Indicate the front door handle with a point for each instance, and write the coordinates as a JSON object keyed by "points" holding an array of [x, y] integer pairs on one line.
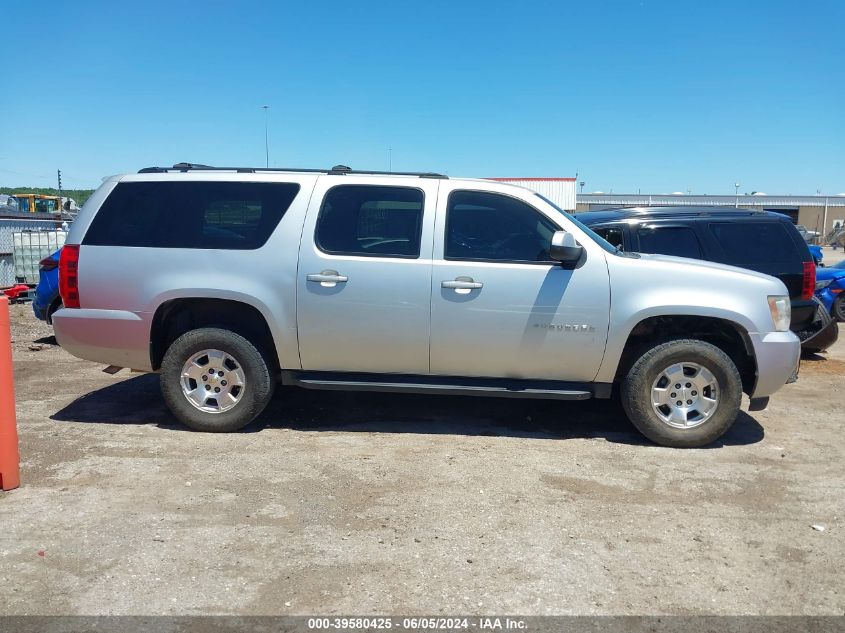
{"points": [[462, 283], [328, 278]]}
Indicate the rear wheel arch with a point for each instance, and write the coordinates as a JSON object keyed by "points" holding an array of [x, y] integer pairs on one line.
{"points": [[175, 317]]}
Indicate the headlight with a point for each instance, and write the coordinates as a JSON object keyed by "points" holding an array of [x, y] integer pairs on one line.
{"points": [[781, 310]]}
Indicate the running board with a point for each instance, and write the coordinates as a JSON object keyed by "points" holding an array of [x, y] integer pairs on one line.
{"points": [[446, 385]]}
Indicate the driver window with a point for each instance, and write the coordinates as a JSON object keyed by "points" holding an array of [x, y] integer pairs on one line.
{"points": [[484, 226]]}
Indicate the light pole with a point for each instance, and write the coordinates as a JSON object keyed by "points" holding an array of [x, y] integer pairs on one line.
{"points": [[266, 136]]}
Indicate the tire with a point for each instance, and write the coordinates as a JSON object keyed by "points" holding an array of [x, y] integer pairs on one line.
{"points": [[715, 405], [838, 308], [242, 375]]}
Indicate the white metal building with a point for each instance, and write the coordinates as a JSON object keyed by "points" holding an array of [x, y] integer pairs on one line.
{"points": [[818, 213], [561, 191]]}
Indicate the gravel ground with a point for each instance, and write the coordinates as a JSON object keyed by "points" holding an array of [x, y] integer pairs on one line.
{"points": [[389, 504]]}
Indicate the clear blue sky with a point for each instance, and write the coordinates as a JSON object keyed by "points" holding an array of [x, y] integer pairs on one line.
{"points": [[660, 96]]}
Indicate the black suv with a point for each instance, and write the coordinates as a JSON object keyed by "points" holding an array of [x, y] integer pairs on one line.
{"points": [[759, 240]]}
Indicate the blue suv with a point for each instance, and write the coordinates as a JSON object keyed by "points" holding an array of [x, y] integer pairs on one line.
{"points": [[47, 299]]}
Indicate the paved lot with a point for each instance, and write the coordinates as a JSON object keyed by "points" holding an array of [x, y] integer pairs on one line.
{"points": [[368, 504]]}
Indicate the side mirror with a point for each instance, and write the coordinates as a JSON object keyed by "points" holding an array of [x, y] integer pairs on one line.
{"points": [[564, 248]]}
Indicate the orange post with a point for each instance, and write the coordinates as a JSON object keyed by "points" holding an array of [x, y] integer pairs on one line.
{"points": [[9, 456]]}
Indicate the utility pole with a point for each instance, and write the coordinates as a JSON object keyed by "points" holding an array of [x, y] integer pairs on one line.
{"points": [[266, 136]]}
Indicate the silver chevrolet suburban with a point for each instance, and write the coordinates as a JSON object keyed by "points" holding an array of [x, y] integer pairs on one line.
{"points": [[227, 280]]}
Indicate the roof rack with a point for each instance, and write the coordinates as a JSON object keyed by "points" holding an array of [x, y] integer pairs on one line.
{"points": [[337, 170], [665, 211]]}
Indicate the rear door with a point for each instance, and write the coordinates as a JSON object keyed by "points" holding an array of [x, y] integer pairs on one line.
{"points": [[500, 307], [364, 278]]}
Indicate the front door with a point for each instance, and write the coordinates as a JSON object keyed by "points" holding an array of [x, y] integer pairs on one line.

────────

Go to the line in the listing above that has "Indicate the roof" in it. Set down that line and each one after it, exactly.

Task answer —
Indicate the roof rack with a point for each instance, and write the coordinates as a JSON object keyed by "points" holding an array of [x, y] integer pairs on one line.
{"points": [[337, 170], [665, 211]]}
Indicate the rear door with a point for each instance, and write the coordinates as a JSON object keyed by "points" holding an array of [x, y] integer pairs on one line.
{"points": [[500, 307], [364, 278]]}
Indicate the front door with a point for each instance, and write the coordinates as a JSON object keyed by "points" holding an array of [x, y] integer pairs on one line.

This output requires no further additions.